A propos de la constitution monarchique d'A. Barnave (1791).

Publié le par DAN

 

Est il toujours besoin de réécrire ce qu'il l'a déjà été si admirablement et en des circonstances historiques autrement éminentes, ce n'est pas mon choix.
Le discours du citoyen Barnave à l'Assemblée Nationale éclaire les points substantiels d'une constitution monarchique, la stabilité incarnée par la Famille royale, la liberté par la séparation des pouvoirs entre l'executif et le législatif, la responsabilité enfin en prévoyant les cas et procédures de déchéance de l'autorité du roi.
La conclusion encore est prophétique, la proclamation ultérieure de la République allait ouvrir la voie à toutes les aventures (Napoléon aussi bien que Pétain) sans même évoquer l'instabilité des institutions au gré des passions changeantes, ne sommes nous pas dans un avorton de VI° République ?

 
Extraits du "Discours sur l'inviolabilité de la personne du roi".
A. BARNAVE -1791-
 

INTRODUCTION (ndr)

"... je vais brièvement examiner la loi. Je vais prouver que la Constitution veut la conclusion que vos comités proposent ; mais je dirai plus, je dirai qu'il est utile dans les circonstances, qu'il est bon pour la Révolution que la Constitution la commande ainsi. 

Je ne parlerai point avec étendue de la nature et de l'avantage du gouvernement monarchique ; vous l'avez plusieurs fois examiné, et vous avez montré votre conviction en l'établissant dans votre pays.
Je dirai seulement : toute Constitution, pour être bonne, doit porter sur ces deux principes, doit présenter au peuple ces deux avantages : liberté, stabilité dans le gouvernement qui la lui assure. Tout gouvernement, pour rendre le peuple heureux, doit le rendre libre. Tout gouvernement, pour être bon, doit renfermer en lui les principes de sa stabilité ; car autrement, au lieu du bonheur, il ne présenterait que la perspective d'une suite de changements. Or, s'il est vrai que ces deux principes n'existent, pour une grande Nation, comme la nôtre, que dans le gouvernement monarchique, s'il est vrai que la base du gouvernement monarchique et celle de ces deux grands avantages qu'il nous présente est essentiellement dans l'inviolabilité du pouvoir exécutif, il est vrai de dire que cette maxime est essentielle au bonheur, à la liberté de la France."

 

STABILITE & UNITE (ndr)

"..., s'il est vrai qu'il s'y trouve une multitude d'hommes exclusivement occupés à ces spéculations de l'esprit qui exercent l'imagination, qui portent à l'ambition et à l'amour de la gloire ; s'il est vrai qu'autour de nous des voisins puissants nous obligent à ne faire qu'une seule masse pour leur résister avec avantage ; s'il est vrai que toutes ces circonstances sont positives et ne dépendent pas de nous, il est incontestable que le remède n'en peut exister que dans le gouvernement monarchique.

▶ _À compléter_:
1. Les affirmations suivantes concordent-elles avec le texte source ? Répondez par oui ou par non pour chacune, en citant textuellement les mots du texte qui tranchent.
(a) Barnave soutient qu'une bonne Constitution doit offrir au peuple la liberté et la stabilité.
(b) Barnave annonce qu'il va traiter longuement de la nature et de l'avantage du gouvernement monarchique.
(c) Barnave invoque la présence de voisins puissants qui obligent la Nation à rester unie pour leur résister.
2. Recopiez mot pour mot le passage du texte source qui va de « La conclusion encore » à « dans votre pays. ».

▶ _Extrait des données_:
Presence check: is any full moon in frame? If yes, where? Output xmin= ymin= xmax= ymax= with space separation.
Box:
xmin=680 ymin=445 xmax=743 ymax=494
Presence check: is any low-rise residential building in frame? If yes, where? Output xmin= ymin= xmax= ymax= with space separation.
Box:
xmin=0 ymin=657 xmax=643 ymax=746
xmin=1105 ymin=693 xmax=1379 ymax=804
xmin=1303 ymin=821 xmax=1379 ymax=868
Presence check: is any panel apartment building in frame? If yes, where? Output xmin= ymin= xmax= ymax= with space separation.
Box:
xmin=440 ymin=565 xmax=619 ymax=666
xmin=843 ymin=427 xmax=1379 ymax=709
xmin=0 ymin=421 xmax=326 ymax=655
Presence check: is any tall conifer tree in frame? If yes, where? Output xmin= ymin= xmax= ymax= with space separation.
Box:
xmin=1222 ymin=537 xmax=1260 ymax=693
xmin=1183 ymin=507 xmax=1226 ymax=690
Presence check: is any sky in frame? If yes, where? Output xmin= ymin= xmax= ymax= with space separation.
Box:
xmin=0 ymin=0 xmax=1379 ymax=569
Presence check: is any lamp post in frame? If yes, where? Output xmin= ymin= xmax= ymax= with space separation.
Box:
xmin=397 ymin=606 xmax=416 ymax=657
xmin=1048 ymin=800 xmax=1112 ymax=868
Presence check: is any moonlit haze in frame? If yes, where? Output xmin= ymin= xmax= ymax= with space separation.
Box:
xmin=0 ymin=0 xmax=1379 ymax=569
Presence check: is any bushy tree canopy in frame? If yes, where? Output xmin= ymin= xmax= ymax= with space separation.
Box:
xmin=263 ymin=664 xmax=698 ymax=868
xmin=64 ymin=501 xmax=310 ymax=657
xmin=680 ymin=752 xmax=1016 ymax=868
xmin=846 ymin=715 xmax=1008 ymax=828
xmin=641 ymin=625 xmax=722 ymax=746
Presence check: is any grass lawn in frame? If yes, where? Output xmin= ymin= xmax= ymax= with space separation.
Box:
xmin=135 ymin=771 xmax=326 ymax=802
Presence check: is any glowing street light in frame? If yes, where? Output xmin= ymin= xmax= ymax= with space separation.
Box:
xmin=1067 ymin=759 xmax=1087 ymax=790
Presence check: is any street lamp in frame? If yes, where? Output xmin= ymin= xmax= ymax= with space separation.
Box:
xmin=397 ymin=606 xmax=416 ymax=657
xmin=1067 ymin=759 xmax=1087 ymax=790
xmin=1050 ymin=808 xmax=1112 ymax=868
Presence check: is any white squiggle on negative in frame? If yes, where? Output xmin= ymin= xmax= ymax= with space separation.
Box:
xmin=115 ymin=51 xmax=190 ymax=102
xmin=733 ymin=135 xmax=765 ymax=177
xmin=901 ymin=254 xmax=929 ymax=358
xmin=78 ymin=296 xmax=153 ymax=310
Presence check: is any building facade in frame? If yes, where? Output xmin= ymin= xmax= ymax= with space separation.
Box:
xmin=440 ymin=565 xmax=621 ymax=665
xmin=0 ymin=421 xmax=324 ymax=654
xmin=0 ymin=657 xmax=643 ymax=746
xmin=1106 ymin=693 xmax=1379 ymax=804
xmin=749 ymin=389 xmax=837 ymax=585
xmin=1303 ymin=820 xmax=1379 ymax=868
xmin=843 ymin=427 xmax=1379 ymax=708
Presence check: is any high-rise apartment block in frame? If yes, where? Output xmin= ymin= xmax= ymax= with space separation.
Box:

▶ _Corrigé détaillé_:
1.
(a) Oui : « toute Constitution, pour être bonne, doit porter sur ces deux principes, doit présenter au peuple ces deux avantages : liberté, stabilité dans le gouvernement qui la lui assure ».
(b) Non : « Je ne parlerai point avec étendue de la nature et de l'avantage du gouvernement monarchique ».
(c) Oui : « autour de nous des voisins puissants nous obligent à ne faire qu'une seule masse pour leur résister avec avantage ».

2.
La conclusion encore est prophétique, la proclamation ultérieure de la République allait ouvrir la voie à toutes les aventures (Napoléon aussi bien que Pétain) sans même évoquer l'instabilité des institutions au gré des passions changeantes, ne sommes nous pas dans un avorton de VI° République ?

 
Extraits du "Discours sur l'inviolabilité de la personne du roi".
A. BARNAVE -1791-
 

INTRODUCTION (ndr)

"... je vais brièvement examiner la loi. Je vais prouver que la Constitution veut la conclusion que vos comités proposent ; mais je dirai plus, je dirai qu'il est utile dans les circonstances, qu'il est bon pour la Révolution que la Constitution la commande ainsi. 

Je ne parlerai point avec étendue de la nature et de l'avantage du gouvernement monarchique ; vous l'avez plusieurs fois examiné, et vous avez montré votre conviction en l'établissant dans votre pays.